== WHAT IS REQUIRED ==
Report each line from the records where the string "cloud" turns up.

[MATERIAL FOR THE TASK — start]

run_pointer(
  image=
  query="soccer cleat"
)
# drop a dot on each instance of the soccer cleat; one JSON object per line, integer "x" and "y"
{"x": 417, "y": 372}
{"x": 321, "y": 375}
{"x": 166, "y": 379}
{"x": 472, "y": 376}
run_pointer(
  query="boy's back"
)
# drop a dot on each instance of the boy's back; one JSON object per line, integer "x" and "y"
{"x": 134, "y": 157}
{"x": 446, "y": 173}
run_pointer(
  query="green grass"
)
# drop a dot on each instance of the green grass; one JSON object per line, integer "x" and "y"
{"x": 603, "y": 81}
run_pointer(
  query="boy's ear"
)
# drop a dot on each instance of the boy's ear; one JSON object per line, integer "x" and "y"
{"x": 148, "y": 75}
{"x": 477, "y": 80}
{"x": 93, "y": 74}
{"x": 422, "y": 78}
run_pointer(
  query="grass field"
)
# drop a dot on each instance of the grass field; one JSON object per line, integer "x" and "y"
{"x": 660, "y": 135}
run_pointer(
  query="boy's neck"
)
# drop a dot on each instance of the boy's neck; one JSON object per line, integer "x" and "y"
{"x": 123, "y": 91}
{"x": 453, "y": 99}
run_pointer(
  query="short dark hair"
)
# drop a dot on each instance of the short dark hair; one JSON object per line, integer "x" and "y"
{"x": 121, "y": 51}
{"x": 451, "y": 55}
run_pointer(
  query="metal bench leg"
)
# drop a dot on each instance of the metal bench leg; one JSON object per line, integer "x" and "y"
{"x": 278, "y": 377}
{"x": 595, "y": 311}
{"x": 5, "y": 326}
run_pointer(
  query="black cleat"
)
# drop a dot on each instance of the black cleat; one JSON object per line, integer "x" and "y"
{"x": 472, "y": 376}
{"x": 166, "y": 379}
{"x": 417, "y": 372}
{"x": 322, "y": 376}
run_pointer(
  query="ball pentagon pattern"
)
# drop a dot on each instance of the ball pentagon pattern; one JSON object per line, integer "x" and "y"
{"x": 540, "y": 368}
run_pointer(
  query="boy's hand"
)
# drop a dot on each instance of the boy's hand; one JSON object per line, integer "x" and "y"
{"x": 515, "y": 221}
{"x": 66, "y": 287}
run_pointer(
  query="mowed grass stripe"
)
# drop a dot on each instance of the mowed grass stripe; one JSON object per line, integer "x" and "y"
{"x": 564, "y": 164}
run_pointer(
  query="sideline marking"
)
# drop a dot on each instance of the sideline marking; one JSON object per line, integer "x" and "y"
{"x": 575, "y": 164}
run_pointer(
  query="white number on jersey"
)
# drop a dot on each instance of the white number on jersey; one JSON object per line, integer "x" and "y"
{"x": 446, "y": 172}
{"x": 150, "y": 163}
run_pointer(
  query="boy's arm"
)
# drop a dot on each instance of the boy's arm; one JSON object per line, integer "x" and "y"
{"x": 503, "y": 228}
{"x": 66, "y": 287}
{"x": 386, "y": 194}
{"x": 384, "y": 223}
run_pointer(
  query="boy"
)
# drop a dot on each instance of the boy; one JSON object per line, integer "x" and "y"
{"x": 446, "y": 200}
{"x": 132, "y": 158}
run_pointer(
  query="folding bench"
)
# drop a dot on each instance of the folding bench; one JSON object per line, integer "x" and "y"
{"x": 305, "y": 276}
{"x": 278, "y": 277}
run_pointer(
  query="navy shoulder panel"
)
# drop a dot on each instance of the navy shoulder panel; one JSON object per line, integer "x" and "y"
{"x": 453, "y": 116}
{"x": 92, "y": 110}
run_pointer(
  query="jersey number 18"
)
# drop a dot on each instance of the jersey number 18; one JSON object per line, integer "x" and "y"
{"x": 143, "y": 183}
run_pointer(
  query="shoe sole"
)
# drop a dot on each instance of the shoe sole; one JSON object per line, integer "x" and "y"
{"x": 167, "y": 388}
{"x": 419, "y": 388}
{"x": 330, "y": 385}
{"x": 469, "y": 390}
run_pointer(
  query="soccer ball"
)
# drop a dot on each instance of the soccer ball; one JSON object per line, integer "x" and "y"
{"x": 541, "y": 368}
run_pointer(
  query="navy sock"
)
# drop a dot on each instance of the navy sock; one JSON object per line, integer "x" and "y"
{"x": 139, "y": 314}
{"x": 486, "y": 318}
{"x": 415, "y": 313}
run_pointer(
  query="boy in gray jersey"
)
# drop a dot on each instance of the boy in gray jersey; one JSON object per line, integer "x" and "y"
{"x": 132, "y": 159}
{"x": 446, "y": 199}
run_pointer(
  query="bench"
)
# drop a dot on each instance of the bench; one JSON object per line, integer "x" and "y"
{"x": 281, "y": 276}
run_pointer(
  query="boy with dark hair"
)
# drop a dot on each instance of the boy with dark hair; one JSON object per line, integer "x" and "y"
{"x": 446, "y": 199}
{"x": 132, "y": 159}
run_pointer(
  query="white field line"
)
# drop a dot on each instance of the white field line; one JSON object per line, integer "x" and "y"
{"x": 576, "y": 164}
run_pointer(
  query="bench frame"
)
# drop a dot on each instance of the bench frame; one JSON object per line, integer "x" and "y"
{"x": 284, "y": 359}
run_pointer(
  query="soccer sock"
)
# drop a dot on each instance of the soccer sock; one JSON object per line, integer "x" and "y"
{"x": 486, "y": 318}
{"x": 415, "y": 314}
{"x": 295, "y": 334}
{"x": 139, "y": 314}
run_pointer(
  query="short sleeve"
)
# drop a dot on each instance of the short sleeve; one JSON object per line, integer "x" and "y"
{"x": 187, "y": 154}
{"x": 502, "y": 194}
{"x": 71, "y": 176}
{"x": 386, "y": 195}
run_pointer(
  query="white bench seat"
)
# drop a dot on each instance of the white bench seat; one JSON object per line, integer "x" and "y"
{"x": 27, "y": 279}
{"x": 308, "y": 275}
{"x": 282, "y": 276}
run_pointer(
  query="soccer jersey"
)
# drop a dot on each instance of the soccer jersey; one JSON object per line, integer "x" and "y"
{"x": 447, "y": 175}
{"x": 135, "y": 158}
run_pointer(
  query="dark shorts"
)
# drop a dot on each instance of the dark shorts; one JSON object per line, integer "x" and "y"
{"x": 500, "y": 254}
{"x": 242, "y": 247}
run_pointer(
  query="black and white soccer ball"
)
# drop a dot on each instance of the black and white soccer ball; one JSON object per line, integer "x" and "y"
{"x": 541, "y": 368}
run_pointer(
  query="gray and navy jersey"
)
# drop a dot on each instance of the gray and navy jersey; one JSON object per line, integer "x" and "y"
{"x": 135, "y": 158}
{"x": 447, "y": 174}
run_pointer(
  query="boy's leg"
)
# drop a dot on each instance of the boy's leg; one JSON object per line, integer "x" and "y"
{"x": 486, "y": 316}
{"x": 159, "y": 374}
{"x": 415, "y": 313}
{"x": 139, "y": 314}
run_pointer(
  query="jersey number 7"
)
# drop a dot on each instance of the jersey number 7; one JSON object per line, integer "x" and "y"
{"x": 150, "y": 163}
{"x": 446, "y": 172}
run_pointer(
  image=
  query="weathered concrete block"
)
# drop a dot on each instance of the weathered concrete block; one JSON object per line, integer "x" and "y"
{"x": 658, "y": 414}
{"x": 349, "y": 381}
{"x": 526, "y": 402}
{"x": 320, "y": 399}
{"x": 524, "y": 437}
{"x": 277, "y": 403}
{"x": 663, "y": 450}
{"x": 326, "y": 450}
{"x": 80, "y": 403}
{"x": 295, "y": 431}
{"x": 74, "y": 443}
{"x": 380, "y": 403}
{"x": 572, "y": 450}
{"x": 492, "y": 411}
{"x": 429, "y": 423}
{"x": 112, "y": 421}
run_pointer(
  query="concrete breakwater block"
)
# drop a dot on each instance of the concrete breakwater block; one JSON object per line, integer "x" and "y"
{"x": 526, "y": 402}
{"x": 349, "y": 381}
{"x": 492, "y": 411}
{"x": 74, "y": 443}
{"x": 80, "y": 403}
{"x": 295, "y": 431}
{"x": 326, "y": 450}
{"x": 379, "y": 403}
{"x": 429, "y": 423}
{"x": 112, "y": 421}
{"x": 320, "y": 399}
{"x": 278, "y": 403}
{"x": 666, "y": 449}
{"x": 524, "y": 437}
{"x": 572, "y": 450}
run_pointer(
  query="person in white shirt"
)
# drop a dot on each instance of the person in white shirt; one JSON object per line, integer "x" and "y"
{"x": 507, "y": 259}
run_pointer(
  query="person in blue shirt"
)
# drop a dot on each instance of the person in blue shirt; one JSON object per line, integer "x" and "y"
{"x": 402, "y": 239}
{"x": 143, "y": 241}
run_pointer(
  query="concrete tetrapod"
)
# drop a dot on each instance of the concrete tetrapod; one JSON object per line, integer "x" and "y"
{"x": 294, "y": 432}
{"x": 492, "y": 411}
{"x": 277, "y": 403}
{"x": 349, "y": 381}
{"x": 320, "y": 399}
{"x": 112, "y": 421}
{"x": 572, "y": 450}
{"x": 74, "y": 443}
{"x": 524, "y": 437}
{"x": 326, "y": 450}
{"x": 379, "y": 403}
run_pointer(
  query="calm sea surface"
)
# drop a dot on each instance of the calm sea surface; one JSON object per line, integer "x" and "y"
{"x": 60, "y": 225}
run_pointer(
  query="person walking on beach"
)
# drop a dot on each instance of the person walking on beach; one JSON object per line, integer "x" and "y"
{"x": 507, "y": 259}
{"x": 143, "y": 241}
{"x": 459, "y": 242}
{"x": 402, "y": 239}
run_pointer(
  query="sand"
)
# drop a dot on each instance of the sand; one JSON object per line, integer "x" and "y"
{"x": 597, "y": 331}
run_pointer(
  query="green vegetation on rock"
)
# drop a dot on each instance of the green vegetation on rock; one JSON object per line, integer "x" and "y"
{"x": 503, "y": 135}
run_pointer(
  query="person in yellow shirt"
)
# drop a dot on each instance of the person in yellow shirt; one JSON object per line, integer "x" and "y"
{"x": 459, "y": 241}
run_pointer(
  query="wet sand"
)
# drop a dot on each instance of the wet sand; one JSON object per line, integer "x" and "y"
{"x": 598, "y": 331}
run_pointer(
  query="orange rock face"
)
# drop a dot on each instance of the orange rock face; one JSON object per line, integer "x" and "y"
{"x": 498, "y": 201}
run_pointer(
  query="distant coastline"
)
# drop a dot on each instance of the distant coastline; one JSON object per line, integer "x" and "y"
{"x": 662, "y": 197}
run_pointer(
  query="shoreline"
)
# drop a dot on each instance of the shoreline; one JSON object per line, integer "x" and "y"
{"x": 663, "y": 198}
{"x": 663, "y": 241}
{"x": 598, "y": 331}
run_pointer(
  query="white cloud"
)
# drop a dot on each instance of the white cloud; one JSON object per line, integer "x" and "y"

[MATERIAL FOR THE TASK — finish]

== SOLUTION FOR THIS TASK ==
  query="white cloud"
# drop a dot on each instance of the white cloud; one JSON object per line, integer "x" and "y"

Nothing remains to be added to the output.